> _Fonte_:
4 Tentativa de Efetivação dos Direitos das Pessoas Portadoras de Deficiência Física
Observa-se que, apesar de tímida, a sociedade como um todo e, antes disso, as próprias pessoas em situação especial, iniciam um processo de conscientização da necessidade da proteção e do respeito aos direitos coletivos e difusos, num movimento chamado por Séguin (2002, p. 25) de "microdesvitimização, privilegiando a análise de situações específicas e individualizadas de vitimização, adotando comportamentos de ações afirmativas em prol das minorias e dos grupos vulneráveis".
Essa tomada de consciência crítica é de crucial importância, uma vez que através de uma observação rápida e superficial da infra-estrutura das cidades brasileiras, em especial, do Estado do Rio Grande do Sul, percebe-se que as conquistas legais não têm refletido na real situação urbana. O Poder Público não tem se mostrado solícito à efetivação de políticas públicas consistentes, de modo a atender as necessidades das pessoas portadoras de deficiência física.
Nesse sentido, não se pode obstar o exercício da cidadania de uma parcela considerável da população, bem como relativizar sua dignidade e independência, por tempo indefinido, até que a Administração, considerada em suas três esferas, se organize e desenvolva mecanismos que proporcionem o efetivo cumprimento das leis vigentes.
É por tudo isso que se propõe a utilização da via judicial para compelir o Poder Executivo a implementar as medidas necessárias, a fim de conferir agilidade à prestação estatal, e mais que isso, iniciar o processo de modernização e democratização das vias públicas e locais de acesso ao público, minimizando a dicotomia verificada entre a teoria e a realidade urbana de nosso país.

> _Trecho dos dados_:
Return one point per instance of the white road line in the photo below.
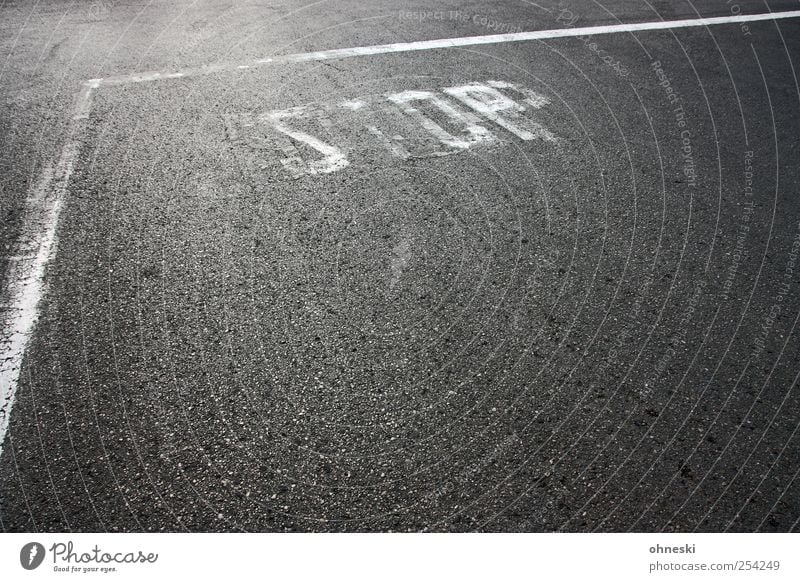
(35, 248)
(422, 45)
(26, 273)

> _Enunciado 1_:
As afirmações a seguir concordam com o texto sobre os direitos das pessoas portadoras de deficiência física? Responda sim ou não a cada uma e cite literalmente as palavras do texto que decidem a resposta.
(a) As conquistas legais têm se refletido na real situação urbana.
(b) O texto propõe recorrer à via judicial para obrigar o Poder Executivo a implementar as medidas necessárias.
(c) Séguin dá ao movimento descrito o nome de "macrodesvitimização".
> _Enunciado 2_: Continue o texto sobre os direitos das pessoas portadoras de deficiência física a partir do ponto em que ele termina.

> _Resposta escrita 1_:
(a) Não: "as conquistas legais não têm refletido na real situação urbana".
(b) Sim: "se propõe a utilização da via judicial para compelir o Poder Executivo a implementar as medidas necessárias".
(c) Não: "microdesvitimização, privilegiando a análise de situações específicas e individualizadas de vitimização".

> _Resposta escrita 2_:
Afinal, Bobbio (1992, p. 67) já asseverava que:
Num discurso geral sobre os direitos do homem, deve-se ter a preocupação inicial de manter a distinção entre teoria e prática, ou melhor, deve-se ter em mente, antes de mais nada, que teoria e prática percorrem duas estradas diversas e a velocidades muito desiguais. Quero dizer que, nestes últimos anos falou-se e continua a se falar de direitos do homem, entre eruditos, filósofos, juristas, sociólogos e políticos, muito mais do que se conseguiu fazer até agora pra que eles sejam reconhecidos e protegidos efetivamente, ou seja, para transformar aspirações (nobres, mas vagas), exigências (justas, mas débeis), em direitos propriamente ditos (isto é, no sentido e que os juristas falam de "direito").
Nesse contexto, na seara dos direitos transindividuais, o Ministério Público, a União, os Estados, os Municípios e o Distrito Federal (quando o agente violador for particular ou órgão privado), bem como associações constituídas há mais de um ano, as autarquias, as empresas públicas, as fundações ou as sociedades de economia mista que incluam, entre suas finalidades institucionais, a proteção das pessoas portadoras de deficiência são legitimadas a propor ação civil pública com o intuito de cumprir o disposto na legislação (art. 3° da Lei n° 7.853/89).
Corrobora tal proposta a noção da indivisibilidade dos direitos humanos, conforme o explicitado por Soberón (1998, p. 20):
Nesse novo cenário, convém realçar dois aspectos essenciais para o avanço dos direitos humanos no mundo: o combate à impunidade e o reconhecimento do caráter indivisível daqueles direitos.
Quanto ao princípio de indivisibilidade, ele exprime em primeiro lugar o rechaço de uma hierarquização dos direitos humanos aliado ao reconhecimento da relação dialética entre as liberdades individuais e as condições indispensáveis a seu exercício.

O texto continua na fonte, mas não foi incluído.